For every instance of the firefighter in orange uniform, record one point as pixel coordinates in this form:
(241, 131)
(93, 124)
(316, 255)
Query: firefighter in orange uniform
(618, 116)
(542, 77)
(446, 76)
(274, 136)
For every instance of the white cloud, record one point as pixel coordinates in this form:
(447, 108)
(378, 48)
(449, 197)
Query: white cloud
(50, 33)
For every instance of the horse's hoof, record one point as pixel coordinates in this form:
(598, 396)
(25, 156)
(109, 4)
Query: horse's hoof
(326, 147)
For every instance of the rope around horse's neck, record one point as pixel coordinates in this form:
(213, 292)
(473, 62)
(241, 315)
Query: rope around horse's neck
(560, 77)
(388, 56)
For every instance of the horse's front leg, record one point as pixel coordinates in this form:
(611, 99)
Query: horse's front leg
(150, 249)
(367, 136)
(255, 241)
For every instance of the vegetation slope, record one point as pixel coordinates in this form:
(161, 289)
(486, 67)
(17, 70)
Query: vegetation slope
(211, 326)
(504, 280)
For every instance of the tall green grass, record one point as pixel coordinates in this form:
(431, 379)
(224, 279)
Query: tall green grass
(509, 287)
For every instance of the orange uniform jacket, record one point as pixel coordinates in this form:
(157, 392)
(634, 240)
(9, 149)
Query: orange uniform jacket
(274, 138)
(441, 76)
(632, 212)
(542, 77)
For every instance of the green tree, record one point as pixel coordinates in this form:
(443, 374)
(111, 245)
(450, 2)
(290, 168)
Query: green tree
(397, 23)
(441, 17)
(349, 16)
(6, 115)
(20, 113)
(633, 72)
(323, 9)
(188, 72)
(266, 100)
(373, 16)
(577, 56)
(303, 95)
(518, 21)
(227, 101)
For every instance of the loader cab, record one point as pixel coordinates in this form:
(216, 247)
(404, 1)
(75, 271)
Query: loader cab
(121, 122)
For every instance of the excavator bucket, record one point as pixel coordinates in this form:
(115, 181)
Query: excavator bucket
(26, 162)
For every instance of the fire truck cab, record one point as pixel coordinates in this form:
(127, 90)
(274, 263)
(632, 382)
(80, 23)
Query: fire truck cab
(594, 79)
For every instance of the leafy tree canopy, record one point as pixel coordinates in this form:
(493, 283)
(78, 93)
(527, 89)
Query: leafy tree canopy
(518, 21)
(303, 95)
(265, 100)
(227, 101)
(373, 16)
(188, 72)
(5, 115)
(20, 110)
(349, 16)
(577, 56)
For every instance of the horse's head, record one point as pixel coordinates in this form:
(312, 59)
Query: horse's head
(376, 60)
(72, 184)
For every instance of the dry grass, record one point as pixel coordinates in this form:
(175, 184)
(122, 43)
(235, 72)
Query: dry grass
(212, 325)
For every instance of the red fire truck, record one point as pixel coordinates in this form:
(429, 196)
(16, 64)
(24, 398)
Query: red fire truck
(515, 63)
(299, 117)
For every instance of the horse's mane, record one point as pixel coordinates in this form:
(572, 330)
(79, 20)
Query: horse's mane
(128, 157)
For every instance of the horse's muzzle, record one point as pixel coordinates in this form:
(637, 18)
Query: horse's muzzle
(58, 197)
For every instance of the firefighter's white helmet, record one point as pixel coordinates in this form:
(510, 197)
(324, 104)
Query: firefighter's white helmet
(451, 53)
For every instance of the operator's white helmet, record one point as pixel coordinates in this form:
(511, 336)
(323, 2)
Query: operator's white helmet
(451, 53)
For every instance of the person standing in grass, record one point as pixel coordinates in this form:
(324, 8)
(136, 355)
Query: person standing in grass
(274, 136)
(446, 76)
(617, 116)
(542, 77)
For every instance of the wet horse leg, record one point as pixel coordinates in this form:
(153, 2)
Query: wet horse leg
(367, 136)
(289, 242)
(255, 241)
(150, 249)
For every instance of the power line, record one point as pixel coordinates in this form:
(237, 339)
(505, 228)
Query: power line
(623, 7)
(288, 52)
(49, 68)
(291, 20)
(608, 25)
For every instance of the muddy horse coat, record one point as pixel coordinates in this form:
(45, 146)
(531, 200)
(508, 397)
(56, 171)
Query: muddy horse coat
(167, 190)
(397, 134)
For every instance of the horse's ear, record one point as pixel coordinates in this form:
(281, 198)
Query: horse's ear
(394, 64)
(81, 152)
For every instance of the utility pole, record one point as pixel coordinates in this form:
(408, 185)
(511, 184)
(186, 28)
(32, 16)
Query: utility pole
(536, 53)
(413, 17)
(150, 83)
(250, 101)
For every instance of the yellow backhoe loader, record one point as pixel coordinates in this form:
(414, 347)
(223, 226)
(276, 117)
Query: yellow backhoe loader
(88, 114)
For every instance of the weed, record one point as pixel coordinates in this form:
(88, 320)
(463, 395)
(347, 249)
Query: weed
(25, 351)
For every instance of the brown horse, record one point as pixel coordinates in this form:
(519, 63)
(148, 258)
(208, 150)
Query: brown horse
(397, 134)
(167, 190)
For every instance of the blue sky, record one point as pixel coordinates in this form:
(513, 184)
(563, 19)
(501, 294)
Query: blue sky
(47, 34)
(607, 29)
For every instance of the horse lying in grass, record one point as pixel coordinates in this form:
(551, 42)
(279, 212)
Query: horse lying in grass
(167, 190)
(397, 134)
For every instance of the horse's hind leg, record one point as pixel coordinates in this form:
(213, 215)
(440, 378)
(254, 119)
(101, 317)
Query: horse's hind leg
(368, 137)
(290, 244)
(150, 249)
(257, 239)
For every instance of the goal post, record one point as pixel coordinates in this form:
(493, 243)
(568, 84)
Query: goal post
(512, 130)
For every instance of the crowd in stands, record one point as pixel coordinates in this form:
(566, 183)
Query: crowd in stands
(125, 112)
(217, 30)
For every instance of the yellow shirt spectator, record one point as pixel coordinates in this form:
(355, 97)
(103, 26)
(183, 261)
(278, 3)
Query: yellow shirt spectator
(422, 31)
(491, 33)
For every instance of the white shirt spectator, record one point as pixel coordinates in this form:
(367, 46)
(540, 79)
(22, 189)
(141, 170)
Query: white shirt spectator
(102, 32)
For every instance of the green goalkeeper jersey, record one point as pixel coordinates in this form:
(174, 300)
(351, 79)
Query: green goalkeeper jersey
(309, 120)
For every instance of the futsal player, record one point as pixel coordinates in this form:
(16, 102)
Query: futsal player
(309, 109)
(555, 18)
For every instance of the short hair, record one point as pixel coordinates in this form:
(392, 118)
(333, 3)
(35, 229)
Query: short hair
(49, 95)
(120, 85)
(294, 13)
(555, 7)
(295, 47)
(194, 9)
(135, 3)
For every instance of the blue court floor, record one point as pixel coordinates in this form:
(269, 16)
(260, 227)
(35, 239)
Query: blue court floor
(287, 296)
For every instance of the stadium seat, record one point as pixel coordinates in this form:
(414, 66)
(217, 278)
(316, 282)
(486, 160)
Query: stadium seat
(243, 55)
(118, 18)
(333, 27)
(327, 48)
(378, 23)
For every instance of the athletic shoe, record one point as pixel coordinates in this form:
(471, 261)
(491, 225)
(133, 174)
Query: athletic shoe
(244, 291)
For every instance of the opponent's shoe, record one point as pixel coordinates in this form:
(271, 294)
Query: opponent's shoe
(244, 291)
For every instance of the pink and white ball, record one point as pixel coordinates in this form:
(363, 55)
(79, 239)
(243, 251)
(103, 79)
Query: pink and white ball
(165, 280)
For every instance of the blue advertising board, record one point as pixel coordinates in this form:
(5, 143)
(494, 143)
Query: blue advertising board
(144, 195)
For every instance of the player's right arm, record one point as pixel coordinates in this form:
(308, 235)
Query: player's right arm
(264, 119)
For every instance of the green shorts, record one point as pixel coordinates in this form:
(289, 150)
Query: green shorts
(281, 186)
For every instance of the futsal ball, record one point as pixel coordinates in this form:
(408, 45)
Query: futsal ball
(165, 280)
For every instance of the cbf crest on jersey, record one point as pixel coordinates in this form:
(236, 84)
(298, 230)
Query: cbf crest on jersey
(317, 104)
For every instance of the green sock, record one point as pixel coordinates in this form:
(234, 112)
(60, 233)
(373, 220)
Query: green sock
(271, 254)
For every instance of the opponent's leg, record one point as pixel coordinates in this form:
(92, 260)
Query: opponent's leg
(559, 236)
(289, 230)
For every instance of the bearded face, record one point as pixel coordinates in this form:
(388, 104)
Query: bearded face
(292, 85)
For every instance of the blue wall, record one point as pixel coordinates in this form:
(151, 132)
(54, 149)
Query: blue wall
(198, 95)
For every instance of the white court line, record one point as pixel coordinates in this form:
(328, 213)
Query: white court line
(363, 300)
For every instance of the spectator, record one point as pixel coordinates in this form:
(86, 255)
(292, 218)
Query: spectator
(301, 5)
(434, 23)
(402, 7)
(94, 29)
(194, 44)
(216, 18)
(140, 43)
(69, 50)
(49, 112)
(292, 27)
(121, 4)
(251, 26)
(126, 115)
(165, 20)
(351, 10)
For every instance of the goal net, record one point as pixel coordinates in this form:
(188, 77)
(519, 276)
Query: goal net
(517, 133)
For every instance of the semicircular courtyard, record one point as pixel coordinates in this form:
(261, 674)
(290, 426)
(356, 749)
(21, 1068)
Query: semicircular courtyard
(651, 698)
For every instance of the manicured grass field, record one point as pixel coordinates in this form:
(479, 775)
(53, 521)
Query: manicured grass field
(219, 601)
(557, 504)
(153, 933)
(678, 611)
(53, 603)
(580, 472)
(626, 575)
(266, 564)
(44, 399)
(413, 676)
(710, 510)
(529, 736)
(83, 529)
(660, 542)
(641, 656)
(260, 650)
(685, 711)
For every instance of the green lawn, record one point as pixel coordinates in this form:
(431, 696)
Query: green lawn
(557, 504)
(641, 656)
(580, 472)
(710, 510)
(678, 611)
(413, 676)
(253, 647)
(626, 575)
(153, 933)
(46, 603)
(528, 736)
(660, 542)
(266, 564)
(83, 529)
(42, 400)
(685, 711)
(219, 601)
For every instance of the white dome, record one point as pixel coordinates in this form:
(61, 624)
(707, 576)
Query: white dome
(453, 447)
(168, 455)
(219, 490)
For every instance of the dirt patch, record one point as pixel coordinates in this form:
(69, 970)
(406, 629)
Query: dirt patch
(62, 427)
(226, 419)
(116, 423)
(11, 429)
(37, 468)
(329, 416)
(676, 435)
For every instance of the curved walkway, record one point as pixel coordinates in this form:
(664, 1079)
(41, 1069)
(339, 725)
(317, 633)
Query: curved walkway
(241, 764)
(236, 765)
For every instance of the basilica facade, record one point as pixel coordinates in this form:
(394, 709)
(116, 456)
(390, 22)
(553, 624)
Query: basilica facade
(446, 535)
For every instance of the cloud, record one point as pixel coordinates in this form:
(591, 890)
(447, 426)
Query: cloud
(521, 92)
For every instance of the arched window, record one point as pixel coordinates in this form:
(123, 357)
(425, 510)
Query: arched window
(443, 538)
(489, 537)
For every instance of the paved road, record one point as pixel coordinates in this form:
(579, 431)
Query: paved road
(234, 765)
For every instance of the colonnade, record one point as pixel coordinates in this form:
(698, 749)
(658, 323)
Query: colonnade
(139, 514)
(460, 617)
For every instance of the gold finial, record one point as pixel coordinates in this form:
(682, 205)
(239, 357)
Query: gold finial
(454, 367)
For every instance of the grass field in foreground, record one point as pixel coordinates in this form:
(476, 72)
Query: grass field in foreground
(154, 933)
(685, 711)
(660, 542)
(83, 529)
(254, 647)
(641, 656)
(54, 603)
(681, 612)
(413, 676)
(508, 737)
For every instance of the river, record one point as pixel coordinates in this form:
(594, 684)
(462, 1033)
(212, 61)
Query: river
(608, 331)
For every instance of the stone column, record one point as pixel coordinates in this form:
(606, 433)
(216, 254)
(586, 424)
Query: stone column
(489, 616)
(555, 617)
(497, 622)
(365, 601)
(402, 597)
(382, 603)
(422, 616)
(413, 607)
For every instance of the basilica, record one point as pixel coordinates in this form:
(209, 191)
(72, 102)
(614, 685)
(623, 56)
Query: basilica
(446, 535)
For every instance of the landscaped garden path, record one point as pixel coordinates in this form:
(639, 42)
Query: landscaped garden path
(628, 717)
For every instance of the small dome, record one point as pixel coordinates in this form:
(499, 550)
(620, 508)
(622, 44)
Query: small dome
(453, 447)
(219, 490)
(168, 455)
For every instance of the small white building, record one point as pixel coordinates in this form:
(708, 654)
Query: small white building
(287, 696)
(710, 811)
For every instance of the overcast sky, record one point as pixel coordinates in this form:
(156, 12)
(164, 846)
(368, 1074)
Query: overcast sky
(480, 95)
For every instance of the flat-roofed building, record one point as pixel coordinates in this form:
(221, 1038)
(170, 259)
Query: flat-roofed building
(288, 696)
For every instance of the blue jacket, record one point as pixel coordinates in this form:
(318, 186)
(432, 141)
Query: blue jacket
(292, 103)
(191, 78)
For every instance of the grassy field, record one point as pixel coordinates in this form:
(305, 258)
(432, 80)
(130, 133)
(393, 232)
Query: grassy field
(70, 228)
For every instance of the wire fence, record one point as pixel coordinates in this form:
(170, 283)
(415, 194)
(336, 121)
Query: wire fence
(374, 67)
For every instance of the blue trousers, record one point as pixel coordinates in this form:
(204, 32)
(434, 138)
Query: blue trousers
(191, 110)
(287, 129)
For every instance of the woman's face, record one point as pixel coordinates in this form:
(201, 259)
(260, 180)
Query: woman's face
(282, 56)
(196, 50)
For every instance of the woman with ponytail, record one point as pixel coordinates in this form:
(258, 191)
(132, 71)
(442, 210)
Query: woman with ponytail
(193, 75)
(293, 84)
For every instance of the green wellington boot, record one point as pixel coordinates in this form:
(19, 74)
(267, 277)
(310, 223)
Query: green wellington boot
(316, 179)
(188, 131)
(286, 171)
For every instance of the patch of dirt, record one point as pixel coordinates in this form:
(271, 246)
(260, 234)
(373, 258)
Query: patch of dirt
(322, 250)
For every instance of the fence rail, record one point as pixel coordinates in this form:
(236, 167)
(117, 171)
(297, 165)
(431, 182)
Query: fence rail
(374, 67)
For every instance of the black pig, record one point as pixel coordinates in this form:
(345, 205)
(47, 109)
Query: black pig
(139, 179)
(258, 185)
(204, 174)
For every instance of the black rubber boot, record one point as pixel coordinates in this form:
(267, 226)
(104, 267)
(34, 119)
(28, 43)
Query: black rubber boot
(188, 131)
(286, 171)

★ ★ ★ ★ ★

• **The problem**: Your task is to write out the lines from the one with "For every instance of the fence" through the end of the records, exactly and with nothing added.

• **Output of the task**:
For every instance of the fence rail, record one point as pixel coordinates in this form:
(236, 167)
(117, 171)
(297, 165)
(431, 182)
Query: fence rail
(374, 67)
For every instance of the black pig, record one point as pixel coordinates in this form:
(345, 205)
(47, 109)
Query: black pig
(139, 179)
(258, 185)
(204, 174)
For every instance of the black rubber boot, record one point as pixel coordinates in this form:
(267, 226)
(104, 267)
(34, 119)
(28, 43)
Query: black rubber boot
(188, 131)
(286, 171)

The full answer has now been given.